> Task:
Select every line in the listing below that contains the word "green", and copy each one out in full.

Rows from a pointing dataset
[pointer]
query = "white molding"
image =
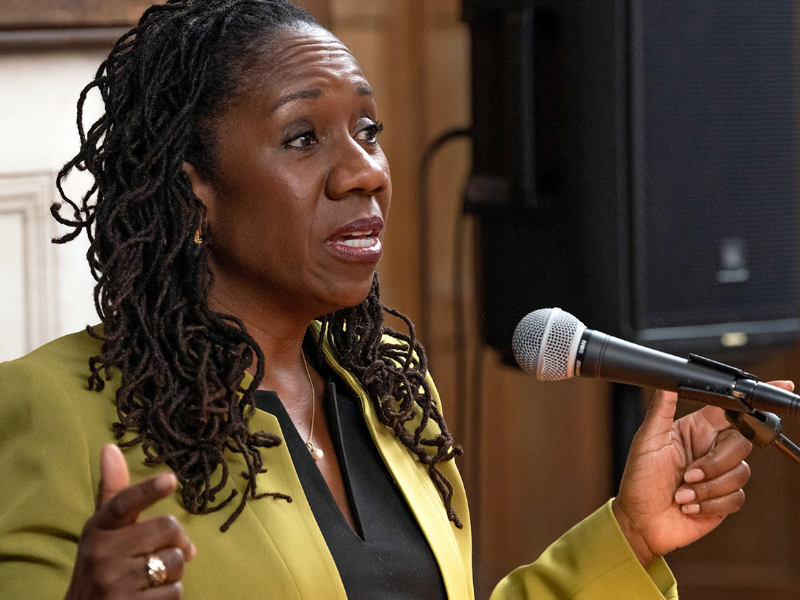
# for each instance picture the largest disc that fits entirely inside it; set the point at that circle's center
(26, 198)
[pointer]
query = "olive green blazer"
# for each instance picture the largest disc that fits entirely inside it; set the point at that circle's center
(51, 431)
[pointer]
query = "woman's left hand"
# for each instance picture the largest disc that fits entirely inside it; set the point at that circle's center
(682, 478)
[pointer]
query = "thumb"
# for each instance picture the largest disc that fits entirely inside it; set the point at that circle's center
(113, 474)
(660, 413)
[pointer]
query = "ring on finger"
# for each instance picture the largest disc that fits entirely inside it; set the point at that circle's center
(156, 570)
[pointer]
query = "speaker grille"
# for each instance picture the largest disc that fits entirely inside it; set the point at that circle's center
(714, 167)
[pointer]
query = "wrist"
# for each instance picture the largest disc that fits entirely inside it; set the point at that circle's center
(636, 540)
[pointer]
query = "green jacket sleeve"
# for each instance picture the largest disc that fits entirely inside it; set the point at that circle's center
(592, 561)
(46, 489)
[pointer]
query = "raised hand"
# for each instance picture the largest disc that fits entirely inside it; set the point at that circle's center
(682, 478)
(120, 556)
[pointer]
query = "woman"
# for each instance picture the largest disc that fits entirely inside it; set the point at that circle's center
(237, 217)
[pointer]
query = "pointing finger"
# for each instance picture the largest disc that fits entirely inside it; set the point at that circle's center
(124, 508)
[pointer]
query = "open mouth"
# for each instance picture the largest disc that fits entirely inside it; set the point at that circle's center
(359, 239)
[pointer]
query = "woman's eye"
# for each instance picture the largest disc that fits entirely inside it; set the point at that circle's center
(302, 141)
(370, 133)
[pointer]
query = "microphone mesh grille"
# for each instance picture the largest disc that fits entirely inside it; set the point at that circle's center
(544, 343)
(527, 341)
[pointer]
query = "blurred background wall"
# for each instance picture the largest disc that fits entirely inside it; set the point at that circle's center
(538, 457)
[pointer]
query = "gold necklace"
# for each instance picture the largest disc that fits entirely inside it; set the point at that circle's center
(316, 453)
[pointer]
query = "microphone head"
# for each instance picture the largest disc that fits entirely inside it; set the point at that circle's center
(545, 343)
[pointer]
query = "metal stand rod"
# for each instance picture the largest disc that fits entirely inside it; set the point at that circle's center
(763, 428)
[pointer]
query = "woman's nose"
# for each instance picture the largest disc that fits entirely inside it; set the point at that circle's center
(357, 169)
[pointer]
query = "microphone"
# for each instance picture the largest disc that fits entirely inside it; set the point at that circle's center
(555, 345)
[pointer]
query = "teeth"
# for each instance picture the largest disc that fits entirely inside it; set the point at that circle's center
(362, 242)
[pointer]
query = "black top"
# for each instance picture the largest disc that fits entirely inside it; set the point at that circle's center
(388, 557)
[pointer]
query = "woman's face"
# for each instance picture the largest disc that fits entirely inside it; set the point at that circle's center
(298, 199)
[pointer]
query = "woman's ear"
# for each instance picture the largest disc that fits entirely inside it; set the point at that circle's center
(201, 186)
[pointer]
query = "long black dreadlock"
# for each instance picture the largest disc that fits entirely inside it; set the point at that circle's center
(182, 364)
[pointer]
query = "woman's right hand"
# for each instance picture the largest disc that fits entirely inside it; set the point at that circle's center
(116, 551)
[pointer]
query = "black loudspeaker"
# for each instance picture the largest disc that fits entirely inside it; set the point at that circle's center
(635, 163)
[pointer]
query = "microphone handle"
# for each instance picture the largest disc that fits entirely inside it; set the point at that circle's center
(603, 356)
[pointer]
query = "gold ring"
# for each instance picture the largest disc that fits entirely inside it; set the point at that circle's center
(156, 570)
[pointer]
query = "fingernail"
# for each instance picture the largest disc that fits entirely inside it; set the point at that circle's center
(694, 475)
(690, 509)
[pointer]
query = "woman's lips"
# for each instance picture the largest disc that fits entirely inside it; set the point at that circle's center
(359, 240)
==
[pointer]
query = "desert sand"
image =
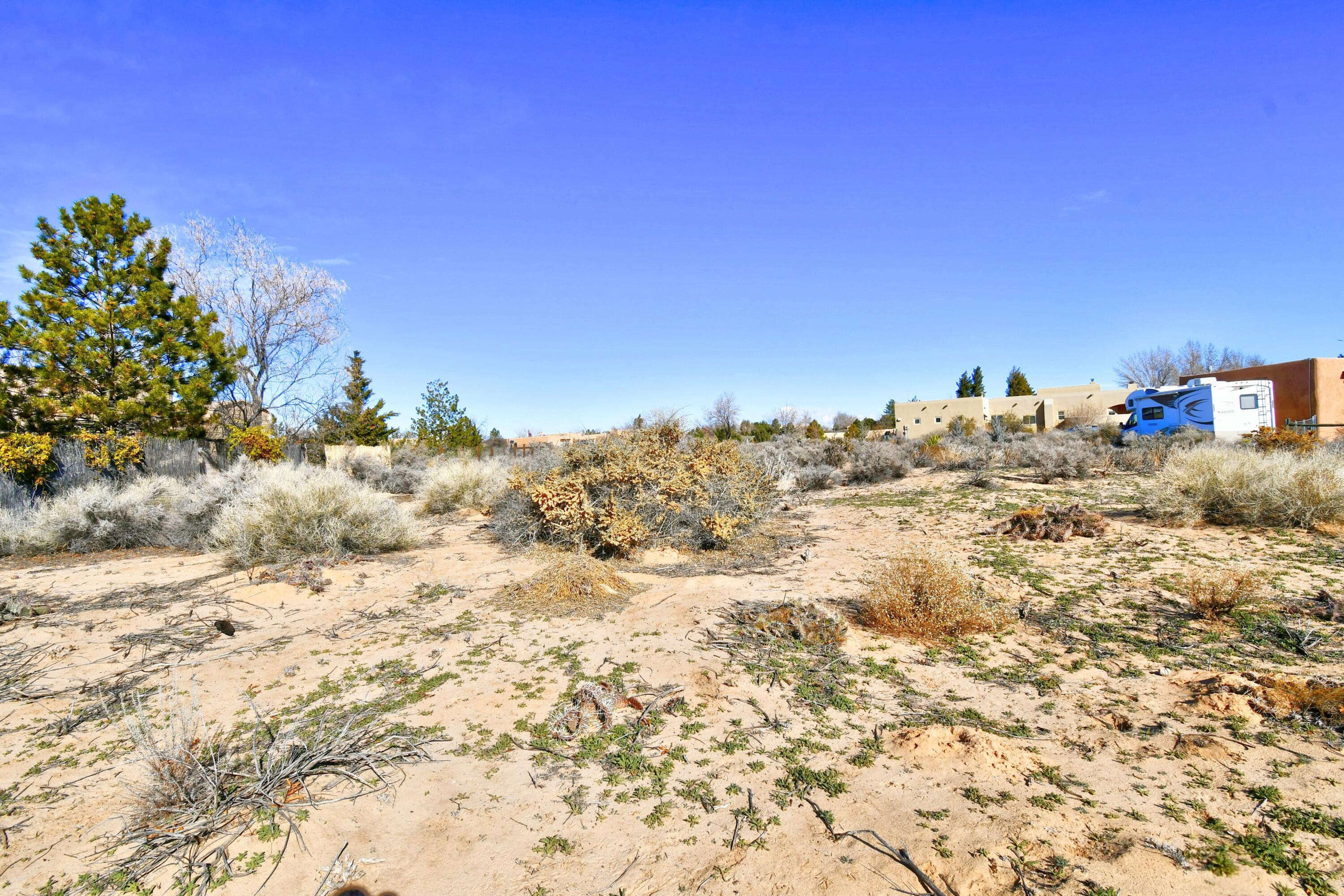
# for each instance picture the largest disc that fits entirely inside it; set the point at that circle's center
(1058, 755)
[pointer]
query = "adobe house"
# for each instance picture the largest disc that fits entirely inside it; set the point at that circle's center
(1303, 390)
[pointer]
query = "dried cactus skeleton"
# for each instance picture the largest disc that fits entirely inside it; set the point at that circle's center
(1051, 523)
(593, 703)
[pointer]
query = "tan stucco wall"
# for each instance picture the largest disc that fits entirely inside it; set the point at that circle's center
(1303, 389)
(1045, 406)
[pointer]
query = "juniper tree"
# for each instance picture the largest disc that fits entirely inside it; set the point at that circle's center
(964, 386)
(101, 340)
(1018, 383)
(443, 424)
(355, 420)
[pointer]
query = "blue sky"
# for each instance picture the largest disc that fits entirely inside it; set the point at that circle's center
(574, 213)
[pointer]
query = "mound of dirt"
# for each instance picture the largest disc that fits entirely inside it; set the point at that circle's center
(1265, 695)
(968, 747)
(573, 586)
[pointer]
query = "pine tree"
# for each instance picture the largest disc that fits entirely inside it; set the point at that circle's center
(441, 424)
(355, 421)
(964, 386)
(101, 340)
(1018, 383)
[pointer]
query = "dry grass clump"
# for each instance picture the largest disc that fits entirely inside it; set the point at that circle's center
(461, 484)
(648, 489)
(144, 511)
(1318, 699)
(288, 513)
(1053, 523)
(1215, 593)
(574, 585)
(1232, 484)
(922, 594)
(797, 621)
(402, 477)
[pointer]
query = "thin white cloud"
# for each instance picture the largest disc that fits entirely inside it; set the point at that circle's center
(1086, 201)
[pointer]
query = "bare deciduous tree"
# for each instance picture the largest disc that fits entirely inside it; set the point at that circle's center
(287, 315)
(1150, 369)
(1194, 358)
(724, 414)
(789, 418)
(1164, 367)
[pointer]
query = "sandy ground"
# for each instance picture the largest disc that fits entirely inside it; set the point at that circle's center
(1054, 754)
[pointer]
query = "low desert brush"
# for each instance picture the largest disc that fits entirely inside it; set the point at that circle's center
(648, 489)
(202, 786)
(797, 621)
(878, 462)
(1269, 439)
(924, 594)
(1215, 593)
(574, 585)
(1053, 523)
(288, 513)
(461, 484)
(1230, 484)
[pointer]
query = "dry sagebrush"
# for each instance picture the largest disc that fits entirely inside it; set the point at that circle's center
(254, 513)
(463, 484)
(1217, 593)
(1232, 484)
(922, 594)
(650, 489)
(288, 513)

> Exercise answer:
query = "olive green blazer"
query = "green jacket sleeve"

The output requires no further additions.